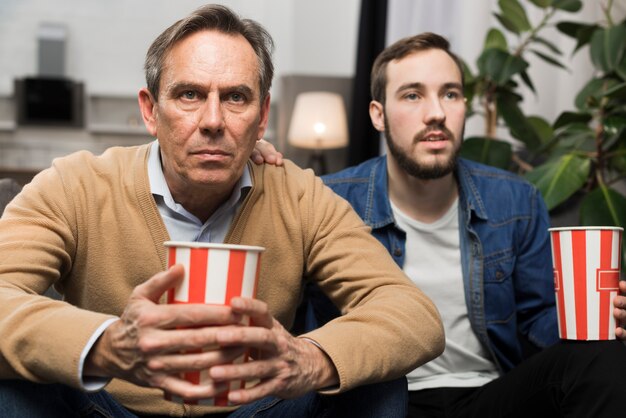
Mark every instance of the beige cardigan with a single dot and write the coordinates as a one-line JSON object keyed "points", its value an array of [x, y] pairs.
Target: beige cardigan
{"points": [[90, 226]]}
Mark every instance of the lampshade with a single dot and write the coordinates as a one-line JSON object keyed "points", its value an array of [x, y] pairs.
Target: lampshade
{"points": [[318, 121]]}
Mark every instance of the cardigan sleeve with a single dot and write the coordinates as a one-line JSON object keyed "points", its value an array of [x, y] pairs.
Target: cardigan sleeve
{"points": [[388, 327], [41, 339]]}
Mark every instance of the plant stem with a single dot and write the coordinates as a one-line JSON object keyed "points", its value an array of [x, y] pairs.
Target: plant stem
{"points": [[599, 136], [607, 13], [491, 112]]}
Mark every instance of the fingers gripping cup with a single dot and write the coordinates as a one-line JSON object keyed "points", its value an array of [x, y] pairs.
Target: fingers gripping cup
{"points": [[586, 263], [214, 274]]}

────────

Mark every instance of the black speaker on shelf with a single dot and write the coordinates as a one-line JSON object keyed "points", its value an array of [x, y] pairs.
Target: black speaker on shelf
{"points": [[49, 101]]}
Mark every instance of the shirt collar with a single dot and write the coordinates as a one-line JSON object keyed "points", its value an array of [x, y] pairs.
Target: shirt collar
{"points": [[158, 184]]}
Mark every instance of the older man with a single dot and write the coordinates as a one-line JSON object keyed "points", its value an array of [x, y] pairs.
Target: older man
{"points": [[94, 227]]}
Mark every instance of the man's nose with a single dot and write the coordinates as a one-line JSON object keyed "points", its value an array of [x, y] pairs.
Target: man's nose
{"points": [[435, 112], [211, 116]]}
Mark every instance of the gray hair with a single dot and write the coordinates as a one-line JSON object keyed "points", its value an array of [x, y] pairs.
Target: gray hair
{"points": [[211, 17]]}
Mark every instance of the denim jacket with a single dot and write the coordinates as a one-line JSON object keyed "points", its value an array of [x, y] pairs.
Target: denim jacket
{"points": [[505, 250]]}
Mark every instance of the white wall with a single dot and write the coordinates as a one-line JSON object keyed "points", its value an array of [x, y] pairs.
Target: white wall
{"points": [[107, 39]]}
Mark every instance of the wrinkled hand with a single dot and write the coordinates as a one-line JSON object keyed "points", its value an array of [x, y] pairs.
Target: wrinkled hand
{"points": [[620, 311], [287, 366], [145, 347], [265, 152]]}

────────

**Written task**
Which lines in the data above contain the string "shelf", matching case? Copy each of those lines in full.

**Task solution**
Mark every instance of the black speaker on shelf with a single dot and write the coordinates as a one-line JSON object keyed "points", its value an array of [x, y] pairs.
Target: black speaker on shelf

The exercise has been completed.